| Your instructions |
Can you turn every line of the items below into a JSON list of strings, with one string per line and no blank lines?
-------
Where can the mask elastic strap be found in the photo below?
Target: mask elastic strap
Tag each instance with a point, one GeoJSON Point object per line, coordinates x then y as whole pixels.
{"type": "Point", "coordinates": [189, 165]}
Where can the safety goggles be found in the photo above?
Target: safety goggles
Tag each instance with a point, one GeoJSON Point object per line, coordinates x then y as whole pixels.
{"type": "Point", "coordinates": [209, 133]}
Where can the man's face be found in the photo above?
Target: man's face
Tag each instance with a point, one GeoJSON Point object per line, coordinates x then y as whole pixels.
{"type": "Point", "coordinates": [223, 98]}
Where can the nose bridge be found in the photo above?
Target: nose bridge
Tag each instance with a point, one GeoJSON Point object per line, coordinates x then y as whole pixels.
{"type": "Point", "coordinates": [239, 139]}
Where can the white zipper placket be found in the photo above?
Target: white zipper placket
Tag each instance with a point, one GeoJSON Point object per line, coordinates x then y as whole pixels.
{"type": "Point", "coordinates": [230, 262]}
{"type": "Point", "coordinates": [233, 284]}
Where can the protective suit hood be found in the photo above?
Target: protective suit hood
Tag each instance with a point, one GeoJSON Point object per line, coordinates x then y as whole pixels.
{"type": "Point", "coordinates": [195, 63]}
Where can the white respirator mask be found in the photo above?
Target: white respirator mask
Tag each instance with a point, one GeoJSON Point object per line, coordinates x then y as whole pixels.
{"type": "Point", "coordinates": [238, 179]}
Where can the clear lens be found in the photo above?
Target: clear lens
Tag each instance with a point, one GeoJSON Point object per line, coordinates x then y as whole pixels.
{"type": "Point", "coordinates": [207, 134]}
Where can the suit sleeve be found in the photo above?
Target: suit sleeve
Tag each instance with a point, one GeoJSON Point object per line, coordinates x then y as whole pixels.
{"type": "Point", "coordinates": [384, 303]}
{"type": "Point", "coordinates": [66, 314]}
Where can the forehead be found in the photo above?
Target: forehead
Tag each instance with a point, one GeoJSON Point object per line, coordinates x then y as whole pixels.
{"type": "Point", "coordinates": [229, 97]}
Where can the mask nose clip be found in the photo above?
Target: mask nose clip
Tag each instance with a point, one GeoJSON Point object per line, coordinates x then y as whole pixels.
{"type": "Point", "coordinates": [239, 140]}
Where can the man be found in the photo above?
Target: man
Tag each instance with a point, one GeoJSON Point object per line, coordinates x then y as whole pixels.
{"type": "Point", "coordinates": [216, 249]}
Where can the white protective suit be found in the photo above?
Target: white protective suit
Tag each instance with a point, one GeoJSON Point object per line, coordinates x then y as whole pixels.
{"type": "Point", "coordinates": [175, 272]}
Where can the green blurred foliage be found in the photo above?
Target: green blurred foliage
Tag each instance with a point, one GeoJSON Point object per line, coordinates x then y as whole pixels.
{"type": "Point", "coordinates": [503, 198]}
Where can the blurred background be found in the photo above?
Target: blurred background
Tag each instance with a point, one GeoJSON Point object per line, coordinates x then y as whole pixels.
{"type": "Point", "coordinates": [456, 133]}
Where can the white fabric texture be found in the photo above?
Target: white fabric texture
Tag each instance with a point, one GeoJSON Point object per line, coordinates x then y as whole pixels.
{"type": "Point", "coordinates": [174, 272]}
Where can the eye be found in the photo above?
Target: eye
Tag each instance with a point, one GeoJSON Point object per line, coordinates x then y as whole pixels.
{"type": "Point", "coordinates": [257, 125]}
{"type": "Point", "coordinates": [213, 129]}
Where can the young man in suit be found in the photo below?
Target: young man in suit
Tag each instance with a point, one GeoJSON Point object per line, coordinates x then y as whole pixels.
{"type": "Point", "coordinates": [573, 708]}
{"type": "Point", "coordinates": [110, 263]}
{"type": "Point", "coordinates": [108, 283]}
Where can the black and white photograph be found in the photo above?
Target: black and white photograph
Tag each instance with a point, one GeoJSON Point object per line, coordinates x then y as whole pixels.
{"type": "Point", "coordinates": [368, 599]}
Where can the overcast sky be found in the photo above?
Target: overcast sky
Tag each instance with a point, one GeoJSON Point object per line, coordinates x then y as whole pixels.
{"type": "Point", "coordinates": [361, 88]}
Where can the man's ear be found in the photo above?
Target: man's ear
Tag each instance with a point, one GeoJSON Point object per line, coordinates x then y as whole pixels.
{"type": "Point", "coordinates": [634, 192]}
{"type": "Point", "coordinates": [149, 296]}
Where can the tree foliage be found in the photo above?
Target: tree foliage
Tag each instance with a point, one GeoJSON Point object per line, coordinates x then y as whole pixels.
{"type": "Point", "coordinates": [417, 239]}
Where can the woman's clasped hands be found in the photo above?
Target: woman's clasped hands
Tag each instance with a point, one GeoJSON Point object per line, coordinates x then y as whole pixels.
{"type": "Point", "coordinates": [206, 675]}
-------
| Exercise response |
[
  "Where can the mask elastic strap be found in the photo below?",
  "Target: mask elastic strap",
  "Tag each instance with a point, one GeoJSON Point object per line, coordinates x then y as whole pixels.",
  "{\"type\": \"Point\", \"coordinates\": [189, 165]}",
  "Where can the safety goggles be found in the photo above?",
  "Target: safety goggles",
  "Tag each instance with a point, one GeoJSON Point object per line, coordinates x then y as whole pixels.",
  "{\"type\": \"Point\", \"coordinates\": [209, 133]}",
  "Where can the man's face be found in the photo above?",
  "Target: man's face",
  "Tag each instance with a point, one GeoJSON Point object per line, coordinates x then y as whole pixels.",
  "{\"type\": \"Point\", \"coordinates\": [223, 98]}",
  "Where can the nose bridge be found in the photo above?",
  "Target: nose bridge",
  "Tag each instance with a point, one GeoJSON Point object per line, coordinates x then y as whole pixels.",
  "{\"type\": \"Point\", \"coordinates\": [239, 139]}",
  "Where can the white zipper placket be found in the photo above?",
  "Target: white zipper placket",
  "Tag each instance with a point, one GeoJSON Point object per line, coordinates x then y as whole pixels.",
  "{\"type\": \"Point\", \"coordinates\": [230, 262]}",
  "{\"type\": \"Point\", \"coordinates\": [233, 284]}",
  "Where can the protective suit hood be found in the photo above?",
  "Target: protective suit hood",
  "Tag each instance with a point, one GeoJSON Point object per line, coordinates x then y as whole pixels.",
  "{\"type\": \"Point\", \"coordinates\": [195, 63]}",
  "Where can the white respirator mask be found in the photo above?",
  "Target: white respirator mask",
  "Tag each instance with a point, one GeoJSON Point object per line, coordinates x then y as whole pixels.",
  "{\"type\": \"Point\", \"coordinates\": [238, 179]}",
  "Where can the clear lens be found in the photo above?",
  "Target: clear lens",
  "Tag each instance with a point, one GeoJSON Point object per line, coordinates x then y as whole pixels.",
  "{\"type\": \"Point\", \"coordinates\": [207, 134]}",
  "Where can the suit sleeve be found in the photo above?",
  "Target: suit sleeve",
  "Tag each instance with a point, one GeoJSON Point object per line, coordinates x then y as whole pixels.",
  "{\"type\": \"Point\", \"coordinates\": [384, 303]}",
  "{\"type\": \"Point\", \"coordinates\": [66, 314]}",
  "Where can the forehead be found in the photo above?",
  "Target: forehead",
  "Tag each instance with a point, one GeoJSON Point object per line, coordinates x then y as whole pixels.",
  "{\"type\": \"Point\", \"coordinates\": [229, 97]}",
  "Where can the mask nose clip be found in the photo above?",
  "Target: mask nose clip",
  "Tag each instance with a point, one GeoJSON Point object per line, coordinates x then y as whole pixels.",
  "{\"type\": \"Point\", \"coordinates\": [239, 140]}",
  "Where can the man be found in the photo above?",
  "Target: man",
  "Tag each instance with a point, one GeoJSON Point object per line, coordinates x then y as whole pixels.",
  "{\"type\": \"Point\", \"coordinates\": [216, 249]}",
  "Where can the white protective suit be found in the photo above?",
  "Target: white protective suit",
  "Tag each instance with a point, one GeoJSON Point object per line, coordinates x then y as whole pixels.",
  "{\"type\": \"Point\", \"coordinates\": [175, 272]}",
  "Where can the green blurred foliage be found in the photo above?",
  "Target: green blurred foliage",
  "Tag each instance with a point, one GeoJSON Point object per line, coordinates x then y as whole pixels.",
  "{\"type\": \"Point\", \"coordinates\": [503, 198]}",
  "Where can the blurred background be found in the photo above?",
  "Target: blurred background",
  "Tag each instance with a point, one GeoJSON Point object per line, coordinates x then y as whole pixels.",
  "{\"type\": \"Point\", \"coordinates\": [456, 133]}",
  "Where can the white fabric texture be found in the photo above?",
  "Target: white fabric texture",
  "Tag each instance with a point, one GeoJSON Point object per line, coordinates x then y as whole pixels.",
  "{\"type\": \"Point\", \"coordinates\": [174, 272]}",
  "Where can the eye be found in the photo above?",
  "Target: eye",
  "Tag each instance with a point, one GeoJSON Point object per line, coordinates x then y as whole pixels.",
  "{\"type\": \"Point\", \"coordinates\": [257, 125]}",
  "{\"type\": \"Point\", \"coordinates\": [213, 129]}",
  "Where can the young man in suit be found in the photo below?",
  "Target: young man in suit",
  "Tag each instance with a point, one GeoJSON Point object per line, coordinates x then y as whole pixels.",
  "{\"type\": \"Point\", \"coordinates\": [573, 708]}",
  "{\"type\": \"Point\", \"coordinates\": [110, 263]}",
  "{\"type\": \"Point\", \"coordinates\": [108, 283]}",
  "Where can the black and white photograph be found in the photo above?",
  "Target: black and white photograph",
  "Tag each instance with a point, one GeoJSON Point object per line, coordinates x then y as whole pixels.",
  "{\"type\": \"Point\", \"coordinates\": [368, 599]}",
  "Where can the overcast sky be found in the photo above?",
  "Target: overcast sky",
  "Tag each instance with a point, one GeoJSON Point object per line, coordinates x then y as whole pixels.",
  "{\"type\": \"Point\", \"coordinates\": [361, 88]}",
  "Where can the man's ear be found in the photo above?",
  "Target: man's ear",
  "Tag each instance with a point, one GeoJSON Point object per line, coordinates x then y as whole pixels.",
  "{\"type\": \"Point\", \"coordinates\": [634, 192]}",
  "{\"type\": \"Point\", \"coordinates\": [149, 296]}",
  "Where can the tree foliage be found in the photo above?",
  "Target: tree foliage",
  "Tag each instance with a point, one GeoJSON Point object per line, coordinates x then y as whole pixels.",
  "{\"type\": \"Point\", \"coordinates\": [417, 239]}",
  "Where can the woman's clasped hands be found in the photo above?",
  "Target: woman's clasped hands",
  "Tag each instance with a point, one GeoJSON Point object per line, coordinates x then y as whole pixels.",
  "{\"type\": \"Point\", \"coordinates\": [206, 675]}"
]